-------- Records for the exercise --------
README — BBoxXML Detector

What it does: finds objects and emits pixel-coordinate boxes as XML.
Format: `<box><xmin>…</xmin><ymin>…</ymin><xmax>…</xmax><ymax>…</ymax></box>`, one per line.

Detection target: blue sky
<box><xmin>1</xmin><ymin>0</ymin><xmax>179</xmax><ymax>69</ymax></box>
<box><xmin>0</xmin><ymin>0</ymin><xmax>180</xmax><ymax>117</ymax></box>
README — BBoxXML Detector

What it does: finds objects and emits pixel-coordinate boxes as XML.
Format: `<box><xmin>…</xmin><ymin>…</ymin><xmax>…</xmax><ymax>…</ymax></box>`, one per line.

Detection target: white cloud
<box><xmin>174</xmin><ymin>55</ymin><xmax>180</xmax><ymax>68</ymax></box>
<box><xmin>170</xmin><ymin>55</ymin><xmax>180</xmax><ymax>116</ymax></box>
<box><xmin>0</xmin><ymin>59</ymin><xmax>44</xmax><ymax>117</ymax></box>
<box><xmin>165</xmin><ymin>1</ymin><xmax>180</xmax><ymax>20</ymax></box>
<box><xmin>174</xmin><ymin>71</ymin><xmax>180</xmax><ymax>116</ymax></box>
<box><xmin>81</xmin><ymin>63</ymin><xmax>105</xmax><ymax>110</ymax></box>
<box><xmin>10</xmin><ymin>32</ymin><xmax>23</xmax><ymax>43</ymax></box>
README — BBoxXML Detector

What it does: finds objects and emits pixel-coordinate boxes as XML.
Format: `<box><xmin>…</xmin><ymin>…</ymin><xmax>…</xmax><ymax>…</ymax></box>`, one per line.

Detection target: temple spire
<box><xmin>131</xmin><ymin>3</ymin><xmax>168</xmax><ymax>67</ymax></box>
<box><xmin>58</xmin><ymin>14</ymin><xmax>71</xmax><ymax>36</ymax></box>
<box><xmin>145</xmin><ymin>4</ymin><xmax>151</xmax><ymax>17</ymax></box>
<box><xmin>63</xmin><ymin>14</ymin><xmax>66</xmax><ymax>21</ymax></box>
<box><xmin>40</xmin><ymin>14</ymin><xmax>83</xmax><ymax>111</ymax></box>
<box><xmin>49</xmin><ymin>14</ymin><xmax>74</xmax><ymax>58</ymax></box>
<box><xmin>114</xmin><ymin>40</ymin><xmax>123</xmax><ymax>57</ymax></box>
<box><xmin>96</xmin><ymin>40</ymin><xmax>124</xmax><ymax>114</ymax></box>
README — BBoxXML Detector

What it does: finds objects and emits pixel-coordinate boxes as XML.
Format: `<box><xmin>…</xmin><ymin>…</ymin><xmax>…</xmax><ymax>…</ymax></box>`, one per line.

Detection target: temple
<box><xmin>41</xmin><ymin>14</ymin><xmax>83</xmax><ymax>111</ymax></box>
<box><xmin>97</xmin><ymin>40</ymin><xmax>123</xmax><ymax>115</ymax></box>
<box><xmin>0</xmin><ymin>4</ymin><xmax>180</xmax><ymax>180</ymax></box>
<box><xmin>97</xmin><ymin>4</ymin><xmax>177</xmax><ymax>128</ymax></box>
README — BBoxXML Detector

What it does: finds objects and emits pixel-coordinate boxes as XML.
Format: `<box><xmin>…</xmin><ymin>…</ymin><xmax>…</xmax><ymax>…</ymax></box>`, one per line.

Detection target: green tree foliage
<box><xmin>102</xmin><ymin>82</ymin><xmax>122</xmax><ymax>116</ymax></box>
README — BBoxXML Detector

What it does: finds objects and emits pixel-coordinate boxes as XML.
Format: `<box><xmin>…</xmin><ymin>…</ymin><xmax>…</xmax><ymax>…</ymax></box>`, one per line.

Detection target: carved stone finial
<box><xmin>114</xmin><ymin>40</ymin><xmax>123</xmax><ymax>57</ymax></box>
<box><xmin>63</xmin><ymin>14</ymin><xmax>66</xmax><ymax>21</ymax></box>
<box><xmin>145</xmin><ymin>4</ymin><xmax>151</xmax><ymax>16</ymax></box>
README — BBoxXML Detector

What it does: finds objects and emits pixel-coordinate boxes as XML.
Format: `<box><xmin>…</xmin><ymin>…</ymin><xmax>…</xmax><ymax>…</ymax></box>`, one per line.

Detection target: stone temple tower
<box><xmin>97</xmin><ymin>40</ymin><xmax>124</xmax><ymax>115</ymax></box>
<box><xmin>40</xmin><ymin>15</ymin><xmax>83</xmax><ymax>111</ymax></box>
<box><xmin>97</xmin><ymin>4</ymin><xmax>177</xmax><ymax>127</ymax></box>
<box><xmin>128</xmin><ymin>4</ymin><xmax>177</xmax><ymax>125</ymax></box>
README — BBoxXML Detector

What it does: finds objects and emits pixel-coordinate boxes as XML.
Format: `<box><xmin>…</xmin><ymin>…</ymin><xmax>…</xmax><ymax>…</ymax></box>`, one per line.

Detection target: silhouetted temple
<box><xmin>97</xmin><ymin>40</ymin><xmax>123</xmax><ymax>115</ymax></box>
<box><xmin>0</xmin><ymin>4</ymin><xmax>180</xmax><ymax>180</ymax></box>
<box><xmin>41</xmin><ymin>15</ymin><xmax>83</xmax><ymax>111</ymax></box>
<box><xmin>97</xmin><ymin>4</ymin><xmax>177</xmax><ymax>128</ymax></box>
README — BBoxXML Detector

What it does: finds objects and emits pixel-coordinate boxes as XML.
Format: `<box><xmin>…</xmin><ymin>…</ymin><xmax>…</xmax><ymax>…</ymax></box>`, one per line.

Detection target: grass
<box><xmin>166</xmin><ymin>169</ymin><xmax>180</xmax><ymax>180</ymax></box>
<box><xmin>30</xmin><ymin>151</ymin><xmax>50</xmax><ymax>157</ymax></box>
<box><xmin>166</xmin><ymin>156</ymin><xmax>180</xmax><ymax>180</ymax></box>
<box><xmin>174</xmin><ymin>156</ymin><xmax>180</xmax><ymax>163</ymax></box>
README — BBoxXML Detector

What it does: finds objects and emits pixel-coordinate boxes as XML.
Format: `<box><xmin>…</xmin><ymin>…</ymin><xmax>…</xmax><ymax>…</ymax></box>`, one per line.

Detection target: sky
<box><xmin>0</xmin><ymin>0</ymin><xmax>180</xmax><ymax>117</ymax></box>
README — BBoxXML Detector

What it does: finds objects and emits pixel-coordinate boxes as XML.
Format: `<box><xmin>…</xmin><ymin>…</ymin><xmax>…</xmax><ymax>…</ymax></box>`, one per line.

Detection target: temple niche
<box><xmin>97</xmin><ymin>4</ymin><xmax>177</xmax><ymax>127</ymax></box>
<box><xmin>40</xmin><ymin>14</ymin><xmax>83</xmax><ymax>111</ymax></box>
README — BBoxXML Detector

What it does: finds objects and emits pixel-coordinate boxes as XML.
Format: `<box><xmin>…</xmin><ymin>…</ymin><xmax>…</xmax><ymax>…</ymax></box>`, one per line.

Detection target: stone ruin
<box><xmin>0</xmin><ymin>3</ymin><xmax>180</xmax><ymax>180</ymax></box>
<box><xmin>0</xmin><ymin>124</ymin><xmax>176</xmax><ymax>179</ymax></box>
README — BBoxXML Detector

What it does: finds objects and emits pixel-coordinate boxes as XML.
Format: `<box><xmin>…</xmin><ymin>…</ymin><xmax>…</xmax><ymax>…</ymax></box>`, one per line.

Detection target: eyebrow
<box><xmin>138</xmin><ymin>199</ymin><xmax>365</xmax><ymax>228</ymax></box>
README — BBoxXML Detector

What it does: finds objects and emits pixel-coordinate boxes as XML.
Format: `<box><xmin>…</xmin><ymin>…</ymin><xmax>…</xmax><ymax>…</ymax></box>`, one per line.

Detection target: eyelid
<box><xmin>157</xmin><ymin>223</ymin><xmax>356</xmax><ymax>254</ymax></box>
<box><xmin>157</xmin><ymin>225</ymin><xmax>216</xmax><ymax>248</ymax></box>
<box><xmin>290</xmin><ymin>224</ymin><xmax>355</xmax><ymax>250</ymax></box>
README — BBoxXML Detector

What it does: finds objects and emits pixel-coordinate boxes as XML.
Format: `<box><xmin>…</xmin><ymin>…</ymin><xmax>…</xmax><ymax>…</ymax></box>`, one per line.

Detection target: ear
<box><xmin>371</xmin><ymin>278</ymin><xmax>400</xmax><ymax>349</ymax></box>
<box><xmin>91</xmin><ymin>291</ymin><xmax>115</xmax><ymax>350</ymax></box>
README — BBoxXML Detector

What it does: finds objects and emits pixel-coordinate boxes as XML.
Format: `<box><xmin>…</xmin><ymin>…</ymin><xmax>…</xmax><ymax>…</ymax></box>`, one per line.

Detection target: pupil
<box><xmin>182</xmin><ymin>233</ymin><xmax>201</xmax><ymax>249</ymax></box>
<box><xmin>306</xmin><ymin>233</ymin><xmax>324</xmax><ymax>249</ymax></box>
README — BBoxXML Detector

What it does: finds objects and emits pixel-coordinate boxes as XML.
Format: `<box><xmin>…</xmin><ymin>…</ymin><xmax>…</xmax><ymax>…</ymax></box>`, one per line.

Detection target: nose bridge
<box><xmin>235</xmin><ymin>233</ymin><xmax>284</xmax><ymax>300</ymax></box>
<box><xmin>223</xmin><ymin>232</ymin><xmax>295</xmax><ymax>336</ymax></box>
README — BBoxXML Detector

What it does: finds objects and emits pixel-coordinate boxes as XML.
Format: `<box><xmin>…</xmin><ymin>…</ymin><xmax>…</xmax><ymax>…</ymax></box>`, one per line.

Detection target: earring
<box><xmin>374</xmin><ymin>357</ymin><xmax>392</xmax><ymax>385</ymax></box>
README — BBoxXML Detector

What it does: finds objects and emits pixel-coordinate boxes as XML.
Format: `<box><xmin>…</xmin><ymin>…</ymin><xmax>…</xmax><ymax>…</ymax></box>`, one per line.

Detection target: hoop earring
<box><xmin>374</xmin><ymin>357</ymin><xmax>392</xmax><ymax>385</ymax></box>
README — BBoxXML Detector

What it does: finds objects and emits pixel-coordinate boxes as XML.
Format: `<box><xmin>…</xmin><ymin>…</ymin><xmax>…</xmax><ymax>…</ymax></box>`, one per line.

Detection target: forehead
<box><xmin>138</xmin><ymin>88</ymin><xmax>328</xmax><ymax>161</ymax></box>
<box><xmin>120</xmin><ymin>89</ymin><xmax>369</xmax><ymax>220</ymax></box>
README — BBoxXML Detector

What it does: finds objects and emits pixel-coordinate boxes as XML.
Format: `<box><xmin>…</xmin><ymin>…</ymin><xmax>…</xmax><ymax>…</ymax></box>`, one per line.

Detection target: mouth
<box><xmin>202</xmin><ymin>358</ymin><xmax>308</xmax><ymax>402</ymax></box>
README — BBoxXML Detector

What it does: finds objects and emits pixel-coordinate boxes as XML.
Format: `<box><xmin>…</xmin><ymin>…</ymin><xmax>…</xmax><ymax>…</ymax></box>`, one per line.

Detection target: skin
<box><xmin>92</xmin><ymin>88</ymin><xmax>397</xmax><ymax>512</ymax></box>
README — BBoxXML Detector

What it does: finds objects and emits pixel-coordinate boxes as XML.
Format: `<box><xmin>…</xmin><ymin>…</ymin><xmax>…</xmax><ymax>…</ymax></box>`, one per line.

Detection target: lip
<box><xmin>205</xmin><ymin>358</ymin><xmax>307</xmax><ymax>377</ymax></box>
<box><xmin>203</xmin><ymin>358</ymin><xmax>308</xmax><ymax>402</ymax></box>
--------
**Exercise**:
Starting from the line with "Detection target: hoop earring", write out every remaining line of the data above exactly, the final line included, and nothing before it.

**Result of the task**:
Detection target: hoop earring
<box><xmin>374</xmin><ymin>357</ymin><xmax>392</xmax><ymax>385</ymax></box>
README — BBoxXML Detector

What it does: finds objects and emits pixel-coordinate boxes as XML.
Format: `<box><xmin>…</xmin><ymin>…</ymin><xmax>…</xmax><ymax>…</ymax></box>`, one per line.

Detection target: forehead
<box><xmin>138</xmin><ymin>88</ymin><xmax>328</xmax><ymax>161</ymax></box>
<box><xmin>120</xmin><ymin>89</ymin><xmax>369</xmax><ymax>220</ymax></box>
README — BBoxXML Detector

What it does: finds objects and emits pixel-coordinate boxes as XML.
Format: `<box><xmin>…</xmin><ymin>…</ymin><xmax>…</xmax><ymax>…</ymax></box>`, one per line.

Detection target: mouth
<box><xmin>202</xmin><ymin>358</ymin><xmax>308</xmax><ymax>402</ymax></box>
README — BBoxXML Detector

What it does: finds objects and emits pixel-coordinate boxes as XML.
Format: `<box><xmin>…</xmin><ymin>…</ymin><xmax>…</xmax><ymax>…</ymax></box>`, one per line.

Detection target: skin
<box><xmin>92</xmin><ymin>88</ymin><xmax>397</xmax><ymax>512</ymax></box>
README — BBoxXML Detector

What it does: finds objects and emits pixel-coordinate boxes as XML.
Format: `<box><xmin>…</xmin><ymin>…</ymin><xmax>…</xmax><ymax>…</ymax></box>`, one per line.

Detection target: lip
<box><xmin>205</xmin><ymin>358</ymin><xmax>307</xmax><ymax>377</ymax></box>
<box><xmin>203</xmin><ymin>358</ymin><xmax>308</xmax><ymax>402</ymax></box>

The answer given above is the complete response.